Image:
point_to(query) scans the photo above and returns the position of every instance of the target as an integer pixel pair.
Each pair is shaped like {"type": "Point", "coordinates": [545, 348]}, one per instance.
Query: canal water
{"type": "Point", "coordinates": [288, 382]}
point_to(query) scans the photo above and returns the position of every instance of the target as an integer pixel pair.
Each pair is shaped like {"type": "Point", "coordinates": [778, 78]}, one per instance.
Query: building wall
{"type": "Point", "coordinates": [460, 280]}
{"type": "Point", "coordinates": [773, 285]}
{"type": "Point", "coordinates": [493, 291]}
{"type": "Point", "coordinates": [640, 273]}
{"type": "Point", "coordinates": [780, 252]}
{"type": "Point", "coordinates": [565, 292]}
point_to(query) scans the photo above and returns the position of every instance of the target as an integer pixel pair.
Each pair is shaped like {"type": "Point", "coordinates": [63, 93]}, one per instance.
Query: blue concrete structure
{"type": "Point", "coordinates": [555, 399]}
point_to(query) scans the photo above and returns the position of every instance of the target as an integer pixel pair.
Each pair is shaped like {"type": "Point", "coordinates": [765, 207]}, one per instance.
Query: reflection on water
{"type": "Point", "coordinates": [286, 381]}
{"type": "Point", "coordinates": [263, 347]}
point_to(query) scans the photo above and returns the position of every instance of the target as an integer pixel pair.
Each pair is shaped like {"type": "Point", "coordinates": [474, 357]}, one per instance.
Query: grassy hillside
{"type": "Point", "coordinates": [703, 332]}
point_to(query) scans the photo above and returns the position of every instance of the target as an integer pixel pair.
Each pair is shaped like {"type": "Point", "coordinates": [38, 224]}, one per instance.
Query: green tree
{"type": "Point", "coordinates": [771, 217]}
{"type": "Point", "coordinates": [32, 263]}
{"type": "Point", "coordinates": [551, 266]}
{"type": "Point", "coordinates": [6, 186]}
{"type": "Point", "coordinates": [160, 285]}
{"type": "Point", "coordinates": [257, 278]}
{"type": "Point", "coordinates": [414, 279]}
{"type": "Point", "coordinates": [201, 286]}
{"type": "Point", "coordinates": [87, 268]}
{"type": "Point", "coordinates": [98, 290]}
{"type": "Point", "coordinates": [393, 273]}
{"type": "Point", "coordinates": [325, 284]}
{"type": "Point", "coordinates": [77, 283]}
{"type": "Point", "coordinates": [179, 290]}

════

WHAT THIS TASK INVOLVES -
Starting at the very first line of the entries, copy each line unchanged, and stop after the line that contains "Query: canal water".

RESULT OF THIS TASK -
Image:
point_to(query) scans the photo above and returns the position of every instance of the target as an integer pixel pair.
Each pair is shaped like {"type": "Point", "coordinates": [545, 348]}, one per instance.
Query: canal water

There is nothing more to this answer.